_Text section_.
Closed anecdata closed 1 year ago
Web workflow uses 1 socket for mdns, 1 socket to accept connections with a buffer of 1, 1 "active" socket for web requests and 1 socket for the websocket connection. So, 4 or 5 depending on how the pending connection is handled.
On some URLs, with web workflow off, things appear to work. But with the added print-debugs to Requests to expose the pass
'd and retried exceptions, it looks like on _send_request
there is either OSError: [Errno 9] EBADF
(in my case, for an mDNS address) or OSError: 32
[EPIPE
?] (in my case, for a numeric local IPv4) on every other try, but the retry gets it, so nothing is reported with the standard library.
This happens in beta.4 and beta.5. So something has been lurking there that may be related to the web workflow beta.5 case.
Forgot to mention that with web workflow on raspberrypi beta.5, when using the above code, I've tried several URLs. With the Adafruit URL, I don't know what the server sees, but none are successful. When I hit a WAN Apache server I can access (using domain name), the server shows HTTP 200 status codes and occasionally some are successful, but usually error as described above. But a LAN Apache server (using IP address) shows HTTP 408 status codes (server timed out). So it looks like some level of connection and data transfer is made, but the reads tend to fail in most circumstances.

_Data provided_.
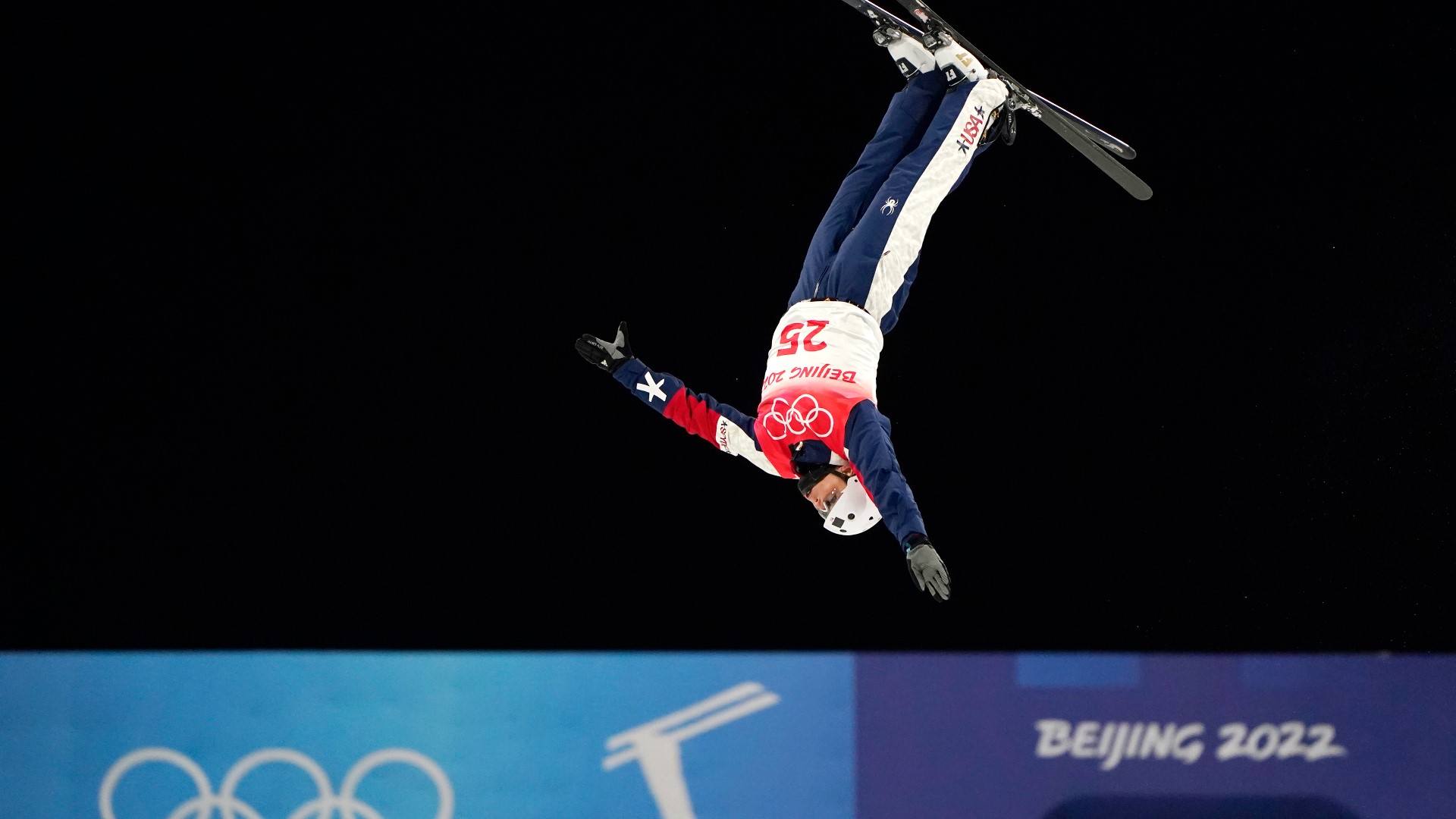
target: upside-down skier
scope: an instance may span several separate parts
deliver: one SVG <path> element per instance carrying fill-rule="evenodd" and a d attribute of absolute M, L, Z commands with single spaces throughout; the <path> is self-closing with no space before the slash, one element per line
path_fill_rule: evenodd
<path fill-rule="evenodd" d="M 780 478 L 823 526 L 858 535 L 884 519 L 920 590 L 951 595 L 945 561 L 890 440 L 875 376 L 900 319 L 939 204 L 973 160 L 1015 128 L 1006 85 L 945 32 L 894 25 L 874 39 L 906 77 L 814 232 L 788 310 L 773 329 L 757 411 L 750 415 L 638 358 L 628 324 L 577 351 L 639 401 L 719 450 Z M 1003 115 L 1005 114 L 1005 115 Z"/>

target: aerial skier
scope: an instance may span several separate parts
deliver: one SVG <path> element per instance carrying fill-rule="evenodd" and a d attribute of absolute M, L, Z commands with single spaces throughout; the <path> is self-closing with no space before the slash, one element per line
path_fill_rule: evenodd
<path fill-rule="evenodd" d="M 976 157 L 1015 138 L 1015 122 L 1006 85 L 949 34 L 913 36 L 885 23 L 874 39 L 906 86 L 814 232 L 770 337 L 756 412 L 648 367 L 633 354 L 625 321 L 610 341 L 584 334 L 575 347 L 689 433 L 794 479 L 830 532 L 858 535 L 882 519 L 916 586 L 946 600 L 951 574 L 900 469 L 875 379 L 930 217 Z"/>

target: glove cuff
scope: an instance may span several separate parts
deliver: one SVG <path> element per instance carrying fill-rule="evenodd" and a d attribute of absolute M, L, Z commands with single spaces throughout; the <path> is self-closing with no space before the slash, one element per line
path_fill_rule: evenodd
<path fill-rule="evenodd" d="M 910 554 L 910 549 L 913 549 L 916 546 L 925 546 L 925 545 L 929 545 L 929 544 L 930 544 L 930 538 L 926 538 L 920 532 L 911 532 L 910 536 L 906 538 L 906 542 L 900 544 L 900 546 L 906 551 L 906 554 Z"/>

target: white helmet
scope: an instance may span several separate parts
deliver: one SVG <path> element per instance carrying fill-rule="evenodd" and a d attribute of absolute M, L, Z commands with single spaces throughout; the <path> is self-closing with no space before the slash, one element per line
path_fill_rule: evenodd
<path fill-rule="evenodd" d="M 879 507 L 869 498 L 869 491 L 859 481 L 859 475 L 852 471 L 842 471 L 828 463 L 817 466 L 799 478 L 799 494 L 807 494 L 830 472 L 844 478 L 844 491 L 840 493 L 839 500 L 830 506 L 828 512 L 814 507 L 814 512 L 818 512 L 818 516 L 824 519 L 824 528 L 836 535 L 859 535 L 879 523 Z"/>

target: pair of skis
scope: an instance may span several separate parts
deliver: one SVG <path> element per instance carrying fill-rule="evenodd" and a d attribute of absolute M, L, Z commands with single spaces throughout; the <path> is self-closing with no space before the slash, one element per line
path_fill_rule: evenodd
<path fill-rule="evenodd" d="M 943 17 L 936 15 L 922 0 L 900 0 L 900 4 L 914 17 L 914 23 L 891 15 L 872 0 L 844 0 L 844 3 L 849 3 L 860 15 L 869 17 L 877 26 L 893 25 L 916 38 L 939 32 L 951 35 L 955 42 L 974 54 L 987 70 L 996 71 L 1002 82 L 1006 83 L 1010 99 L 1005 115 L 1012 118 L 1006 122 L 1008 128 L 1015 127 L 1013 118 L 1016 111 L 1026 111 L 1041 122 L 1045 122 L 1067 144 L 1077 149 L 1082 156 L 1088 157 L 1092 165 L 1096 165 L 1104 173 L 1111 176 L 1124 191 L 1133 194 L 1133 198 L 1147 200 L 1153 195 L 1153 189 L 1147 187 L 1147 182 L 1139 179 L 1136 173 L 1118 162 L 1118 159 L 1133 159 L 1137 156 L 1133 146 L 1013 80 L 1010 74 L 1003 71 L 996 63 L 992 63 L 989 57 L 981 54 L 970 41 L 951 28 L 951 23 L 945 22 Z"/>

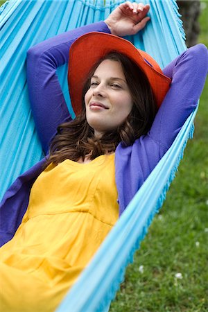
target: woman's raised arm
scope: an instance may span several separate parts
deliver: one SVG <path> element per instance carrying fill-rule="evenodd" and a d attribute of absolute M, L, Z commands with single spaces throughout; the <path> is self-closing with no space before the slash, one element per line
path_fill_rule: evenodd
<path fill-rule="evenodd" d="M 110 33 L 106 24 L 101 21 L 49 39 L 28 51 L 27 80 L 31 110 L 45 153 L 48 153 L 57 127 L 71 119 L 56 69 L 68 62 L 71 44 L 78 37 L 90 31 Z"/>

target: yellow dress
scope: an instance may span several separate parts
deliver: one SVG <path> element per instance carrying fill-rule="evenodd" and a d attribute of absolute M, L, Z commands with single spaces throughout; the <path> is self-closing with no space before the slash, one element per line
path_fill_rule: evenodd
<path fill-rule="evenodd" d="M 0 249 L 0 311 L 53 311 L 119 217 L 114 154 L 51 164 Z M 89 281 L 90 283 L 90 281 Z"/>

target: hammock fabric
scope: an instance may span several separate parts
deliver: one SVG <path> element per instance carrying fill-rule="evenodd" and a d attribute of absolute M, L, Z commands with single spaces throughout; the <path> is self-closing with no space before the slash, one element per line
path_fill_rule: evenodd
<path fill-rule="evenodd" d="M 26 51 L 58 33 L 104 19 L 120 3 L 110 0 L 11 1 L 1 8 L 1 197 L 19 174 L 43 157 L 27 94 Z M 145 31 L 128 39 L 150 54 L 163 68 L 186 49 L 177 6 L 173 0 L 144 3 L 150 4 L 151 23 Z M 58 71 L 73 114 L 67 66 Z M 134 252 L 165 198 L 187 139 L 192 135 L 195 114 L 196 112 L 189 117 L 171 148 L 140 188 L 58 311 L 108 310 L 123 280 L 126 266 L 132 261 Z"/>

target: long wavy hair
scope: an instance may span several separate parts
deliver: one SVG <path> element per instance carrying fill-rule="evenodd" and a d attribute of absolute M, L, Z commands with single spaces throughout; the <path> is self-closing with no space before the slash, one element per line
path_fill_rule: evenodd
<path fill-rule="evenodd" d="M 85 94 L 90 87 L 92 76 L 104 60 L 119 62 L 132 98 L 132 111 L 125 121 L 116 129 L 106 132 L 101 138 L 94 137 L 94 129 L 87 123 L 85 105 Z M 148 80 L 144 73 L 131 60 L 122 53 L 112 51 L 99 60 L 92 68 L 83 92 L 82 112 L 72 121 L 59 125 L 53 139 L 49 157 L 45 166 L 53 162 L 58 164 L 66 159 L 75 162 L 90 159 L 103 154 L 115 151 L 119 143 L 124 146 L 132 145 L 142 135 L 150 130 L 157 107 Z"/>

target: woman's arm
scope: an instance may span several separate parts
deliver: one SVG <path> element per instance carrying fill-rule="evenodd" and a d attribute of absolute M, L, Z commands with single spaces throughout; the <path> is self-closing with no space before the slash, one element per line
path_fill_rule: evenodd
<path fill-rule="evenodd" d="M 68 62 L 71 44 L 80 35 L 91 31 L 112 32 L 117 35 L 135 34 L 149 20 L 146 16 L 149 8 L 148 5 L 125 2 L 114 10 L 105 22 L 68 31 L 28 50 L 27 79 L 31 110 L 46 153 L 57 127 L 71 119 L 55 73 L 59 66 Z"/>
<path fill-rule="evenodd" d="M 172 78 L 150 137 L 168 149 L 186 119 L 196 108 L 208 69 L 208 52 L 203 44 L 188 49 L 163 71 Z"/>

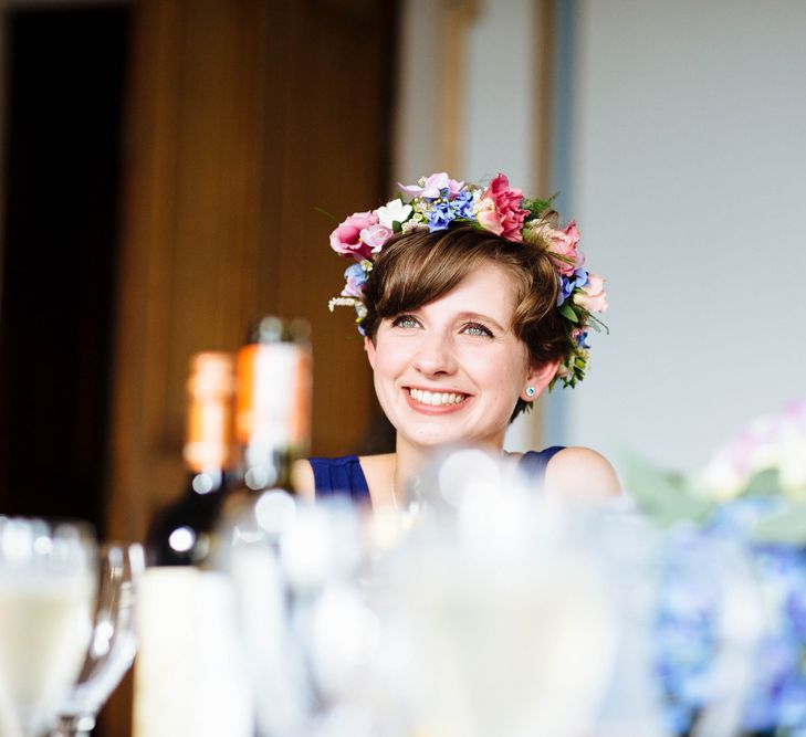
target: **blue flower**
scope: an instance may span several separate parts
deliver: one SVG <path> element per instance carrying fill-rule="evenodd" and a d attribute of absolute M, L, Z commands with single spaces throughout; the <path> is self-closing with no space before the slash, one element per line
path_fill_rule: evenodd
<path fill-rule="evenodd" d="M 557 307 L 559 307 L 574 291 L 574 284 L 565 274 L 557 274 L 559 278 L 559 292 L 557 293 Z"/>
<path fill-rule="evenodd" d="M 473 217 L 473 194 L 472 192 L 462 191 L 459 192 L 450 202 L 449 202 L 450 212 L 453 215 L 453 219 L 462 218 L 464 220 L 471 219 Z"/>
<path fill-rule="evenodd" d="M 433 233 L 437 230 L 446 230 L 453 220 L 450 202 L 446 199 L 435 200 L 428 211 L 428 230 Z"/>
<path fill-rule="evenodd" d="M 360 264 L 347 266 L 344 271 L 345 285 L 342 289 L 343 297 L 355 297 L 360 299 L 364 296 L 364 285 L 367 283 L 366 272 Z"/>

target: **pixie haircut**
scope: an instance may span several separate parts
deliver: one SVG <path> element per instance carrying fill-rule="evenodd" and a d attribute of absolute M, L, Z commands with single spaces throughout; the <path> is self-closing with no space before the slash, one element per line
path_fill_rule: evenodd
<path fill-rule="evenodd" d="M 416 230 L 390 239 L 364 288 L 364 334 L 375 341 L 383 319 L 439 299 L 484 262 L 496 263 L 513 276 L 512 329 L 526 346 L 532 365 L 563 359 L 571 339 L 556 308 L 557 272 L 546 253 L 538 245 L 507 241 L 472 225 Z M 531 406 L 519 398 L 511 420 Z"/>

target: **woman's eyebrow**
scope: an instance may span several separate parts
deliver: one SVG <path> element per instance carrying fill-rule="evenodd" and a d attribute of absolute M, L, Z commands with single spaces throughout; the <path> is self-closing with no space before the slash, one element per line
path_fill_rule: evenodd
<path fill-rule="evenodd" d="M 490 315 L 484 315 L 483 313 L 459 313 L 457 315 L 458 319 L 471 319 L 471 320 L 481 320 L 482 323 L 490 323 L 494 328 L 498 328 L 502 333 L 506 331 L 506 328 L 501 325 L 494 317 L 490 317 Z"/>

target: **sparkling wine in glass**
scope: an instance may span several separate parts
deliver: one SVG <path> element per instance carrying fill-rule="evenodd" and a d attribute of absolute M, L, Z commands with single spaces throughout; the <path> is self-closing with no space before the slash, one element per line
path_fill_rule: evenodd
<path fill-rule="evenodd" d="M 96 548 L 82 523 L 0 517 L 0 725 L 40 737 L 92 632 Z"/>
<path fill-rule="evenodd" d="M 61 709 L 55 735 L 63 737 L 81 737 L 94 729 L 101 707 L 137 652 L 135 601 L 145 551 L 136 543 L 107 543 L 101 547 L 98 565 L 93 635 L 81 675 Z"/>

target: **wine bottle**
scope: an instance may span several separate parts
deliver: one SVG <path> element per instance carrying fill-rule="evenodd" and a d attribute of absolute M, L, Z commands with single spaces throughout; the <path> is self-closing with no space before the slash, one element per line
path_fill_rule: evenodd
<path fill-rule="evenodd" d="M 191 359 L 187 487 L 148 533 L 137 608 L 135 737 L 253 737 L 253 707 L 218 527 L 232 448 L 233 360 Z"/>
<path fill-rule="evenodd" d="M 289 505 L 280 497 L 295 495 L 293 464 L 308 449 L 311 372 L 308 328 L 302 320 L 263 317 L 238 352 L 241 462 L 227 505 L 230 518 L 241 515 L 241 530 L 254 524 L 264 533 L 282 531 L 281 510 Z"/>

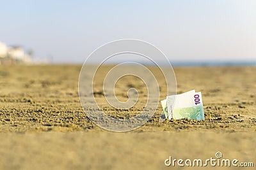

_Your tasks_.
(1) Copy the passage of the web workflow thread word for word, starting at "Closed anecdata closed" and ending at "workflow beta.5 case.".
(2) Recast the lines of the listing as a numbered list, starting at the line that contains "target: pair of skis" and ending at the line that contains "943 17 L 936", with blank lines left out.
The listing is separate from the web workflow thread and has no connection to it.

_Outputs for the tasks_.
(1)
Closed anecdata closed 1 year ago
Web workflow uses 1 socket for mdns, 1 socket to accept connections with a buffer of 1, 1 "active" socket for web requests and 1 socket for the websocket connection. So, 4 or 5 depending on how the pending connection is handled.
On some URLs, with web workflow off, things appear to work. But with the added print-debugs to Requests to expose the pass
'd and retried exceptions, it looks like on _send_request
there is either OSError: [Errno 9] EBADF
(in my case, for an mDNS address) or OSError: 32
[EPIPE
?] (in my case, for a numeric local IPv4) on every other try, but the retry gets it, so nothing is reported with the standard library.
This happens in beta.4 and beta.5. So something has been lurking there that may be related to the web workflow beta.5 case.

(2)
1. target: pair of skis
2. scope: an instance may span several separate parts
3. deliver: one SVG <path> element per instance carrying fill-rule="evenodd" and a d attribute of absolute M, L, Z commands with single spaces throughout; the <path> is self-closing with no space before the slash, one element per line
4. path_fill_rule: evenodd
5. <path fill-rule="evenodd" d="M 943 17 L 936 15 L 922 0 L 900 0 L 900 4 L 914 17 L 914 23 L 891 15 L 872 0 L 844 0 L 844 3 L 849 3 L 860 15 L 869 17 L 877 26 L 893 25 L 916 38 L 939 32 L 951 35 L 955 42 L 974 54 L 987 70 L 996 71 L 1002 82 L 1006 83 L 1010 99 L 1005 115 L 1012 118 L 1006 122 L 1008 128 L 1015 127 L 1013 118 L 1016 111 L 1026 111 L 1041 122 L 1045 122 L 1067 144 L 1077 149 L 1082 156 L 1088 157 L 1092 165 L 1096 165 L 1104 173 L 1111 176 L 1124 191 L 1133 194 L 1133 198 L 1147 200 L 1153 195 L 1153 189 L 1147 187 L 1147 182 L 1139 179 L 1136 173 L 1118 162 L 1118 159 L 1133 159 L 1137 156 L 1133 146 L 1013 80 L 1010 74 L 1003 71 L 996 63 L 992 63 L 989 57 L 981 54 L 970 41 L 951 28 L 951 23 L 945 22 Z"/>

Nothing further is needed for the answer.